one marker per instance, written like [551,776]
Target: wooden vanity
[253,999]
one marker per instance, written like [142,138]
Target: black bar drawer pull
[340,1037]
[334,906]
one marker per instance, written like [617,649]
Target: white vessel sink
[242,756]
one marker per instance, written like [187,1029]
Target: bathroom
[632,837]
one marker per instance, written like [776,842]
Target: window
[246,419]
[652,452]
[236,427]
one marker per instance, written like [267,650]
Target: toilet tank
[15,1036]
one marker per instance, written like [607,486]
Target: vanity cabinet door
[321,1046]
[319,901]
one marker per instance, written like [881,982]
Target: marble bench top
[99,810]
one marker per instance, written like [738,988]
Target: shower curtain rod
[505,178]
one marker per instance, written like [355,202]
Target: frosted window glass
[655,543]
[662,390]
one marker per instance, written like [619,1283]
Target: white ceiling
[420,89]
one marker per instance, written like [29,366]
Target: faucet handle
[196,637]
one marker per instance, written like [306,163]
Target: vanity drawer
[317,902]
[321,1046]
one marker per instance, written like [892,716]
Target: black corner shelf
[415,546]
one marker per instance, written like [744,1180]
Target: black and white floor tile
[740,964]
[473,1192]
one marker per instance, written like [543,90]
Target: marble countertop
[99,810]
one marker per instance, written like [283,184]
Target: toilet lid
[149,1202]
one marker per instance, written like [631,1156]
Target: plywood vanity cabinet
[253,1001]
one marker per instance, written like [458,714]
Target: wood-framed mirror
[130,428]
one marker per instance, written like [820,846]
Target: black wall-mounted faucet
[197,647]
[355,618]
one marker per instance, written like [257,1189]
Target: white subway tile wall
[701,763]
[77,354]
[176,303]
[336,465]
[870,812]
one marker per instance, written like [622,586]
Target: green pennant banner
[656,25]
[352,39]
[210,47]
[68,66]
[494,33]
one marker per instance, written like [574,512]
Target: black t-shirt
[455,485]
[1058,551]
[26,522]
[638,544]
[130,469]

^^^^^^^^

Set exercise: Each entry is to be returned in full, character for character.

Answer:
one marker per instance, written like [551,776]
Target: wooden vanity
[253,999]
one marker per instance, written like [142,138]
Target: black bar drawer pull
[340,1037]
[334,906]
one marker per instance, written like [617,649]
Target: white vessel sink
[242,756]
one marker per instance, written like [187,1029]
Target: bathroom
[632,837]
one marker per instance, written like [776,842]
Target: window
[246,419]
[652,452]
[236,427]
one marker per instance, written like [267,650]
Target: toilet tank
[15,1036]
one marker per instance, written like [607,486]
Target: vanity cabinet door
[321,1046]
[319,901]
one marker per instance, written like [881,982]
Target: marble bench top
[99,810]
one marker per instance, written like [738,988]
Target: shower curtain rod
[505,178]
one marker per instance, written like [355,202]
Target: frosted window glass
[655,543]
[662,390]
one marker per instance, written like [619,1283]
Target: white ceiling
[420,89]
one marker per instance, written like [29,366]
Target: faucet handle
[196,637]
one marker per instance, written like [306,163]
Target: vanity drawer
[317,902]
[321,1046]
one marker per instance, written like [892,716]
Target: black corner shelf
[415,546]
one marker per instance, written like [744,1180]
Target: black and white floor tile
[740,964]
[473,1192]
one marker per instance, written like [543,90]
Target: marble countertop
[99,810]
one marker per instance, written like [283,184]
Target: toilet lid
[149,1202]
one marker per instance, written like [631,1156]
Target: plywood vanity cabinet
[253,1001]
one marker per instance, written like [458,714]
Target: wood-framed mirror
[130,428]
one marker per instance, written like [820,846]
Target: black wall-mounted faucet
[197,647]
[355,618]
one marker per instance, written like [257,1189]
Target: white subway tile wall
[701,763]
[77,354]
[176,303]
[336,465]
[870,812]
one marker per instance, written like [622,586]
Target: green pennant banner
[656,25]
[352,39]
[210,47]
[68,66]
[494,33]
one marker per instance, written like [574,512]
Target: black t-shirt
[455,485]
[1058,551]
[26,522]
[638,544]
[130,469]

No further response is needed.